#### EXTRACT TO READ
»»

As Endometriosis Awareness Month continues, here are a few worthy and/or interesting media stories that mention endometriosis so far this March:

awareness_month_bannerMarch 8, 2016, Medical Xpress, Survey launched to learn more about Endometriosis

You’d think the medical community would know a lot about a serious disease that impacts the lives of about 176 million women worldwide. Not so:

Researchers from the University of Liverpool’s Institute of Translational Medicine, in collaboration with the Universities of Edinburgh and Oxford, are launching a national survey to further understanding of a common gynaecological condition called endometriosis.

 

March 9, 2016, Christine Hauser, The New York Times, Padma Lakshmi Opens Up About Rushdie in Memoir

Endometriosis advocate, cookbook author and reality television star Padma Lakshmi released her memoir Love, Loss and What We Ate on March 8th. The news story makes clear the broad impact endometriosis can have on a woman’s life:

Ms. Lakshmi suffered from endometriosis, a painful uterine disorder in which tissue grows outside the organ. The struggles of dealing with it — she had extensive surgery — upended their sex life and contributed to the demise of their marriage, she writes. Ms. Lakshmi said Mr. Rushdie at one point called her “a bad investment” and was insensitive to her medical condition even as she tried to recuperate.

 

March 10, 2016, Sola Ogundipe, Vanguard,  Nordica, Diamond Bank walk in Lagos for endometriosis awareness

Events to mark Endometriosis Awareness Month are happening all over the world. In attendance at the Endo Walk in Lagos, Nigeria, was international model and endometriosis advocate Millen Magese.

IT was a star-studded list of  Nigerians that braved the early-morning downpour on Saturday March 5, 2016, to  participate in the annual Endo Walk, aimed at breaking the silence around Endometrioisis – a silent but growing health condition that predisposes women of reproductive age to ill health, infertility and severe periodic pains.

 

March 11, WTOP, Endometriosis and period pain: Redefining normal for teenage women

An article sponsored by  The Center for Innovative GYN Care based in Washington, DC, makes the point that far too often teenagers and young women are told that the menstrual pain they feel is normal:

The perception is that this is a burden a woman must bear as part of her biological make-up, and the less said about it the better, unless you are selling a pain reliever/diuretic combo. Those who manage to make it through years without experiencing pain are deemed “lucky.” But, the mere acceptance of pain as a side effect of the onset of female fertility has served, some would say for thousands of years, to ignore a sign of an actual disease: Endometriosis. A disease that increases in intensity over time.

««

#### TASKS FOR THIS EXERCISE
1. Copy the endometriosis news roundup between "An article sponsored" and "intensity over time.", inclusive, and switch "perception" to "belief".
2. Answer these questions from the endometriosis news roundup:
(a) About how many women worldwide does endometriosis affect?
(b) What is the title of Padma Lakshmi's memoir?
(c) In which city was the Endo Walk held?
The material after this point stands apart from the endometriosis news roundup.

#### RECORD EXCERPTS

»»

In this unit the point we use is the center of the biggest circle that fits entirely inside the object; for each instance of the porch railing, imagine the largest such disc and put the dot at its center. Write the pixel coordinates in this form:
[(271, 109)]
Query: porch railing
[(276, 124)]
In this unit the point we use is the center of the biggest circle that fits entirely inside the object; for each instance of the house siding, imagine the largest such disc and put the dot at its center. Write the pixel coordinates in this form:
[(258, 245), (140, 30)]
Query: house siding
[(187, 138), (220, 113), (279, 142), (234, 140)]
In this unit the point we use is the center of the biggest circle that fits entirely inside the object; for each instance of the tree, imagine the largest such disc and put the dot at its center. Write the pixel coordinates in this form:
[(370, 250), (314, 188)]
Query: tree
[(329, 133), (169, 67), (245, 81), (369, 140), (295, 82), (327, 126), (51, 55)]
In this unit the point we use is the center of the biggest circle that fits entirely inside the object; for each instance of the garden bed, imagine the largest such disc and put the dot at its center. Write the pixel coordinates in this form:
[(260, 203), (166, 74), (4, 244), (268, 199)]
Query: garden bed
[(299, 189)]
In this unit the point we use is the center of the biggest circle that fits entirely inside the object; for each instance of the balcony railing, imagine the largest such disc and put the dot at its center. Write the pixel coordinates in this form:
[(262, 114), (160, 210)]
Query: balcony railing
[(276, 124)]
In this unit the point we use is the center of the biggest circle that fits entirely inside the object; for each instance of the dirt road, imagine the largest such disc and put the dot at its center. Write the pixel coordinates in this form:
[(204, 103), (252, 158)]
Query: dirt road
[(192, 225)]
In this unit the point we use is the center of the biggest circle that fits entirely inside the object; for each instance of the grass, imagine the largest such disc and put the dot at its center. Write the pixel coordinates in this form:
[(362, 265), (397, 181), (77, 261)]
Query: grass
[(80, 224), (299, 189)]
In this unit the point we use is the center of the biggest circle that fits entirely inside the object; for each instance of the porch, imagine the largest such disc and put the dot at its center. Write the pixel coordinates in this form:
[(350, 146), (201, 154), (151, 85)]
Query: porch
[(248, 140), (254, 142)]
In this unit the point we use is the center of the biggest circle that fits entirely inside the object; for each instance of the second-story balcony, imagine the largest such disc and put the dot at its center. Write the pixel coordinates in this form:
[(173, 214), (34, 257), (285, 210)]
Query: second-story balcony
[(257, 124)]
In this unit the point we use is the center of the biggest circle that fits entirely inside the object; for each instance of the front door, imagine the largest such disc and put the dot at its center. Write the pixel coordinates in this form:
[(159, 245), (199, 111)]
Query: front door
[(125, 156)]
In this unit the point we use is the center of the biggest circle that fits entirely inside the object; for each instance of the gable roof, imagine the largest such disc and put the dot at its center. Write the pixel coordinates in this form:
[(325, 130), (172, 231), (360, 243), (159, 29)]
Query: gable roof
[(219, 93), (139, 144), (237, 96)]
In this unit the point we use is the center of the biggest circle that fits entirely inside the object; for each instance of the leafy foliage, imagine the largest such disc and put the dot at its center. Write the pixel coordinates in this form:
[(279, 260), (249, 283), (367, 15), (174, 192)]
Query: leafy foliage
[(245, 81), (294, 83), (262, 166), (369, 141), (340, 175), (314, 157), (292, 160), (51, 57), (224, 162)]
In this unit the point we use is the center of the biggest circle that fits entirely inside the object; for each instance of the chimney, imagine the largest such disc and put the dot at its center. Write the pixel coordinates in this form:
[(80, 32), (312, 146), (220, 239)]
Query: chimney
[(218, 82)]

««

#### ANSWERS TO THE EXERCISES
1.
An article sponsored by  The Center for Innovative GYN Care based in Washington, DC, makes the point that far too often teenagers and young women are told that the menstrual pain they feel is normal:

The belief is that this is a burden a woman must bear as part of her biological make-up, and the less said about it the better, unless you are selling a pain reliever/diuretic combo. Those who manage to make it through years without experiencing pain are deemed “lucky.” But, the mere acceptance of pain as a side effect of the onset of female fertility has served, some would say for thousands of years, to ignore a sign of an actual disease: Endometriosis. A disease that increases in intensity over time.

2.
(a) About 176 million.
(b) Love, Loss and What We Ate.
(c) Lagos, Nigeria.